▸ **Data shown**:
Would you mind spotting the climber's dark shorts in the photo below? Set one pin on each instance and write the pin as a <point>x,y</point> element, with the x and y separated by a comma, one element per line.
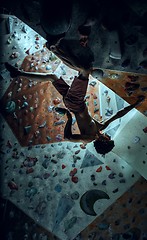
<point>74,95</point>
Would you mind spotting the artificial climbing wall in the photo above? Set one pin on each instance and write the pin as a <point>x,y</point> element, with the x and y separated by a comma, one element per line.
<point>51,180</point>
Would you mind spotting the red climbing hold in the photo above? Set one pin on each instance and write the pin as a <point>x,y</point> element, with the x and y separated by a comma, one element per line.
<point>74,179</point>
<point>107,168</point>
<point>73,172</point>
<point>145,130</point>
<point>63,166</point>
<point>99,169</point>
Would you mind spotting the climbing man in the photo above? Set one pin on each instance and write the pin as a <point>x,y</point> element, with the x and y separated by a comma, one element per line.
<point>74,100</point>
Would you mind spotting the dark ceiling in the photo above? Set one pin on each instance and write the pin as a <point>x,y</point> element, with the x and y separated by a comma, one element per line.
<point>116,38</point>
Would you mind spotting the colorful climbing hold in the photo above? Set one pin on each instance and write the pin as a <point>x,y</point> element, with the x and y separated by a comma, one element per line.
<point>99,169</point>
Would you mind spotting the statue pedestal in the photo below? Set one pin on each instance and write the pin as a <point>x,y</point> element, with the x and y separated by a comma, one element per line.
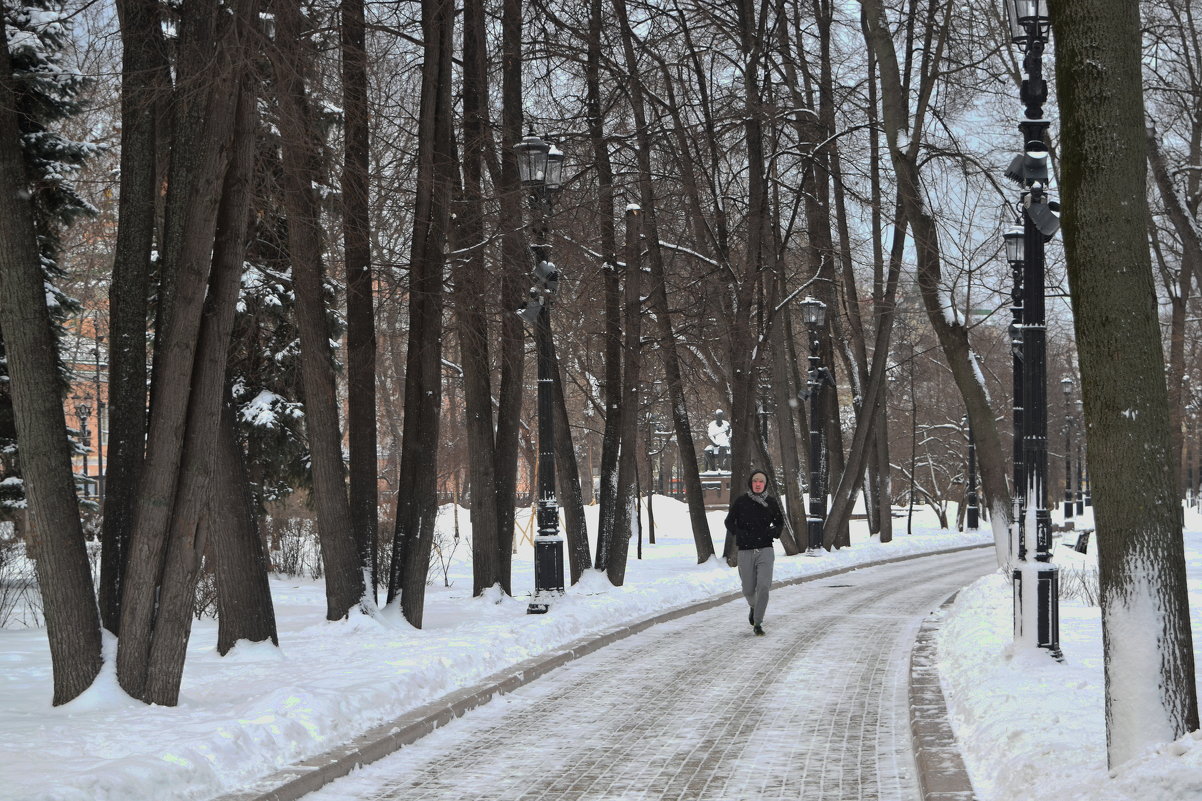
<point>715,486</point>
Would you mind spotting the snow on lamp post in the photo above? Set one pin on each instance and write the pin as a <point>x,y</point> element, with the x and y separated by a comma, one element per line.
<point>814,315</point>
<point>540,167</point>
<point>1066,385</point>
<point>973,510</point>
<point>1036,582</point>
<point>83,411</point>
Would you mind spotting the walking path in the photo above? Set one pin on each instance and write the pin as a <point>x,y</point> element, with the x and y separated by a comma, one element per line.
<point>700,708</point>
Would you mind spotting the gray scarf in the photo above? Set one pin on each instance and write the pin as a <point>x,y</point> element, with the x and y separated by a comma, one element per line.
<point>759,497</point>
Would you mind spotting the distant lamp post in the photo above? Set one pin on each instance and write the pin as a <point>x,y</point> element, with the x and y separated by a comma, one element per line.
<point>766,409</point>
<point>1081,466</point>
<point>1013,245</point>
<point>541,170</point>
<point>1066,385</point>
<point>973,511</point>
<point>1036,609</point>
<point>814,315</point>
<point>83,411</point>
<point>100,426</point>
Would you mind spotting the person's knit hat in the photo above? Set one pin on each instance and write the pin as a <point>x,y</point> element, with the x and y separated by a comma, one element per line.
<point>754,474</point>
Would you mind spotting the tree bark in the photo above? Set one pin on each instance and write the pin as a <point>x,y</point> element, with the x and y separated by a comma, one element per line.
<point>301,159</point>
<point>471,292</point>
<point>611,390</point>
<point>55,537</point>
<point>361,342</point>
<point>659,302</point>
<point>1178,290</point>
<point>196,502</point>
<point>143,79</point>
<point>513,260</point>
<point>1142,567</point>
<point>902,130</point>
<point>200,155</point>
<point>244,597</point>
<point>417,499</point>
<point>567,475</point>
<point>626,498</point>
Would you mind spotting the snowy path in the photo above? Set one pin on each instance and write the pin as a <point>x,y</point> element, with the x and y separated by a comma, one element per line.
<point>701,708</point>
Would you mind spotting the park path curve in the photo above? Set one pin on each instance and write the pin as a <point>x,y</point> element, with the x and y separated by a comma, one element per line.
<point>698,708</point>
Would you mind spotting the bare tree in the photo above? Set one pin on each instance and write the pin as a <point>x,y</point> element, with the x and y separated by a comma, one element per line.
<point>416,499</point>
<point>1142,570</point>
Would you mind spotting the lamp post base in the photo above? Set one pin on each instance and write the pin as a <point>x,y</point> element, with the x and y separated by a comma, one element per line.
<point>1037,606</point>
<point>548,574</point>
<point>814,534</point>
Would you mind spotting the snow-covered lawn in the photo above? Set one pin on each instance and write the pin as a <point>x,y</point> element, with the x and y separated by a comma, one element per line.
<point>244,716</point>
<point>1033,729</point>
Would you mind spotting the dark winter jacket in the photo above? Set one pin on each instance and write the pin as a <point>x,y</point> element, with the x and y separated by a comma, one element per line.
<point>754,524</point>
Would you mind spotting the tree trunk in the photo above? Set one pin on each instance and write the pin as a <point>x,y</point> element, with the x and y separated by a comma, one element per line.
<point>513,289</point>
<point>571,502</point>
<point>143,79</point>
<point>471,294</point>
<point>626,498</point>
<point>417,498</point>
<point>194,508</point>
<point>200,154</point>
<point>611,390</point>
<point>659,303</point>
<point>1142,565</point>
<point>241,564</point>
<point>301,159</point>
<point>55,538</point>
<point>1178,290</point>
<point>953,339</point>
<point>361,343</point>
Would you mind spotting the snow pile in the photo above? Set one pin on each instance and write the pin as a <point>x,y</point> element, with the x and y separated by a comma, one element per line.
<point>1031,728</point>
<point>260,708</point>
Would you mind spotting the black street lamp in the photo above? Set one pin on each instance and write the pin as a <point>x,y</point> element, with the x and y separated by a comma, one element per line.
<point>766,408</point>
<point>1066,385</point>
<point>83,411</point>
<point>814,315</point>
<point>100,426</point>
<point>973,511</point>
<point>1013,243</point>
<point>541,170</point>
<point>1036,607</point>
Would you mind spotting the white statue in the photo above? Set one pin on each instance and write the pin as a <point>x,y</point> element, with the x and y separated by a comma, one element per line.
<point>718,452</point>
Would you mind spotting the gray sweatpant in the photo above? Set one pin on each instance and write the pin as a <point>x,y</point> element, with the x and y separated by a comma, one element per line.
<point>755,570</point>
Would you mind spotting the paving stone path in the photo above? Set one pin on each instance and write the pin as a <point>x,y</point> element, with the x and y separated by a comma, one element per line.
<point>701,710</point>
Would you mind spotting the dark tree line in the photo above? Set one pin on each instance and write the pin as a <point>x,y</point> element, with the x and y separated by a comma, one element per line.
<point>293,167</point>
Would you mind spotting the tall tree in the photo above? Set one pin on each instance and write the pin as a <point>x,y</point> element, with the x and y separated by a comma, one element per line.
<point>361,343</point>
<point>203,125</point>
<point>144,81</point>
<point>903,130</point>
<point>626,498</point>
<point>471,291</point>
<point>291,60</point>
<point>57,545</point>
<point>1141,567</point>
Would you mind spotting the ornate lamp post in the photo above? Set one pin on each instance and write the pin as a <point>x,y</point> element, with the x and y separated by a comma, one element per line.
<point>83,411</point>
<point>1066,385</point>
<point>973,510</point>
<point>1036,617</point>
<point>1013,243</point>
<point>541,168</point>
<point>100,426</point>
<point>814,314</point>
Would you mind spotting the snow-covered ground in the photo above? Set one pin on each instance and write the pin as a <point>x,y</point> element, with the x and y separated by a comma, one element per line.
<point>1034,729</point>
<point>1030,728</point>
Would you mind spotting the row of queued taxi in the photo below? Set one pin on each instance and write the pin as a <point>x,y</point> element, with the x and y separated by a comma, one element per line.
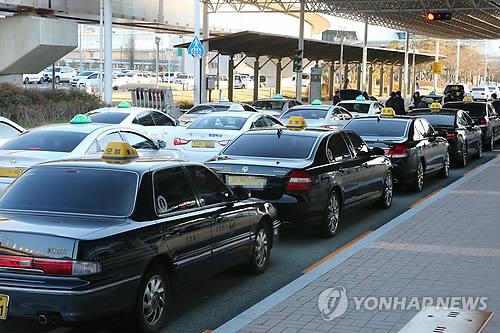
<point>84,238</point>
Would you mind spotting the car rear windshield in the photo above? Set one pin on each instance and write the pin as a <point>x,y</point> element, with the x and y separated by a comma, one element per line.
<point>383,128</point>
<point>307,113</point>
<point>57,141</point>
<point>437,120</point>
<point>269,105</point>
<point>475,110</point>
<point>108,117</point>
<point>218,123</point>
<point>92,191</point>
<point>272,145</point>
<point>355,107</point>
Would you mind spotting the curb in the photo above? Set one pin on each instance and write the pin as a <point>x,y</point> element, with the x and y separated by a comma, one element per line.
<point>249,315</point>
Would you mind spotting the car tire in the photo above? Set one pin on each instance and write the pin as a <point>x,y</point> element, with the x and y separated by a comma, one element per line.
<point>479,154</point>
<point>330,223</point>
<point>154,292</point>
<point>445,170</point>
<point>261,251</point>
<point>385,200</point>
<point>462,162</point>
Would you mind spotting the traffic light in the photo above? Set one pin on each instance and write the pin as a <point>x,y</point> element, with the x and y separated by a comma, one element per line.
<point>437,16</point>
<point>297,61</point>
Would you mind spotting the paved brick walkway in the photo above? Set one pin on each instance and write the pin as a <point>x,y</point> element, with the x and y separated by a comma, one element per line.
<point>447,246</point>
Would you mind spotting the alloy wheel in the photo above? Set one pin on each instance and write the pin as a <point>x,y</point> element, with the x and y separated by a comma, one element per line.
<point>153,300</point>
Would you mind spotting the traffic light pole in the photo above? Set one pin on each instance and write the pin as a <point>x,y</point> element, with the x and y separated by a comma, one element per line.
<point>298,75</point>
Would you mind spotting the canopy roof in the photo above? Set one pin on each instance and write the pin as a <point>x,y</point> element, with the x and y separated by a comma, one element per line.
<point>256,44</point>
<point>472,19</point>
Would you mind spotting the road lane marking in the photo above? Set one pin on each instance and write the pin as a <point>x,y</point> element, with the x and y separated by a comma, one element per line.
<point>424,199</point>
<point>331,255</point>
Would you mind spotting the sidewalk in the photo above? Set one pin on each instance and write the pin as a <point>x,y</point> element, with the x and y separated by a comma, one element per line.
<point>448,246</point>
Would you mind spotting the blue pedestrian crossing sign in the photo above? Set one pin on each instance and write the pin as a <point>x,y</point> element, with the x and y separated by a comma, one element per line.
<point>196,48</point>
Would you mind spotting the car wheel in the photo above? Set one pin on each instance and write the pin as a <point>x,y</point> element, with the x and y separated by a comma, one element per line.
<point>463,158</point>
<point>153,300</point>
<point>418,183</point>
<point>261,250</point>
<point>332,216</point>
<point>386,198</point>
<point>479,153</point>
<point>445,171</point>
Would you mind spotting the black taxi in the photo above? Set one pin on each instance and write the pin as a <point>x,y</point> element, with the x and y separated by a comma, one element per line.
<point>81,239</point>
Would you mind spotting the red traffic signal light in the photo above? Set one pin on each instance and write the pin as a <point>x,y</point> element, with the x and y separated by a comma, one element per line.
<point>437,16</point>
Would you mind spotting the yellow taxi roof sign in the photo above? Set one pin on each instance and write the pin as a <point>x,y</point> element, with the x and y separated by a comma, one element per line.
<point>119,152</point>
<point>435,107</point>
<point>296,123</point>
<point>387,113</point>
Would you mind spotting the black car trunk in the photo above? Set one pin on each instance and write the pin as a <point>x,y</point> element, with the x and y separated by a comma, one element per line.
<point>266,178</point>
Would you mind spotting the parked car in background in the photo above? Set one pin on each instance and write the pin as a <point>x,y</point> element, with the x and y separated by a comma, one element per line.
<point>206,136</point>
<point>312,176</point>
<point>34,78</point>
<point>62,74</point>
<point>204,108</point>
<point>464,138</point>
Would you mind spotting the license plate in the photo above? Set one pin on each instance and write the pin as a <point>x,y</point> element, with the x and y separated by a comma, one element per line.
<point>202,144</point>
<point>246,181</point>
<point>4,306</point>
<point>11,172</point>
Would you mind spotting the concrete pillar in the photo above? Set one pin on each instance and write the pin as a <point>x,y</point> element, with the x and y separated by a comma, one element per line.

▸ **Exercise directions**: Convert the items into a Markdown table with the columns "Row" and "Line", starting with the line that contains "Would you mind spotting the lamp" and going on through the line that contains "<point>260,708</point>". Give each nonblank line in that span its own row, numbered in order, and leave out everything else.

▸ **Response to this exercise**:
| Row | Line |
|---|---|
| 1 | Would you mind spotting the lamp post base in the photo above? Set one pin on each instance and write the pin as a <point>x,y</point> element, with the x and y separated by a comma, one element per line. |
| 2 | <point>1037,606</point> |
| 3 | <point>548,574</point> |
| 4 | <point>814,534</point> |
| 5 | Would you mind spotting the snow-covered lawn in the photo above? Set one pin on each instance and write the pin as a <point>x,y</point> element, with the x and y separated by a comma, one element per line. |
| 6 | <point>244,716</point> |
| 7 | <point>1033,729</point> |
| 8 | Would you mind spotting the dark winter jacket in the photo above? Set one pin on each instance and write the pin as a <point>x,y</point> element, with the x and y separated by a comma, one element per line. |
| 9 | <point>754,524</point> |
| 10 | Would you mind spotting the tree trunk in the photo above? Set one pin on each instance and write the pin as a <point>x,y</point> element, with the x and y separated by a comma, one element per line. |
| 11 | <point>513,289</point> |
| 12 | <point>571,502</point> |
| 13 | <point>143,79</point> |
| 14 | <point>471,294</point> |
| 15 | <point>626,498</point> |
| 16 | <point>417,498</point> |
| 17 | <point>194,508</point> |
| 18 | <point>200,154</point> |
| 19 | <point>611,390</point> |
| 20 | <point>659,303</point> |
| 21 | <point>1142,565</point> |
| 22 | <point>241,564</point> |
| 23 | <point>301,159</point> |
| 24 | <point>55,538</point> |
| 25 | <point>1178,290</point> |
| 26 | <point>953,339</point> |
| 27 | <point>361,343</point> |
| 28 | Would you mind spotting the snow pile in the photo above? Set one pin on each instance and write the pin as a <point>x,y</point> element, with the x and y separated by a comma, one element per line. |
| 29 | <point>1031,728</point> |
| 30 | <point>260,708</point> |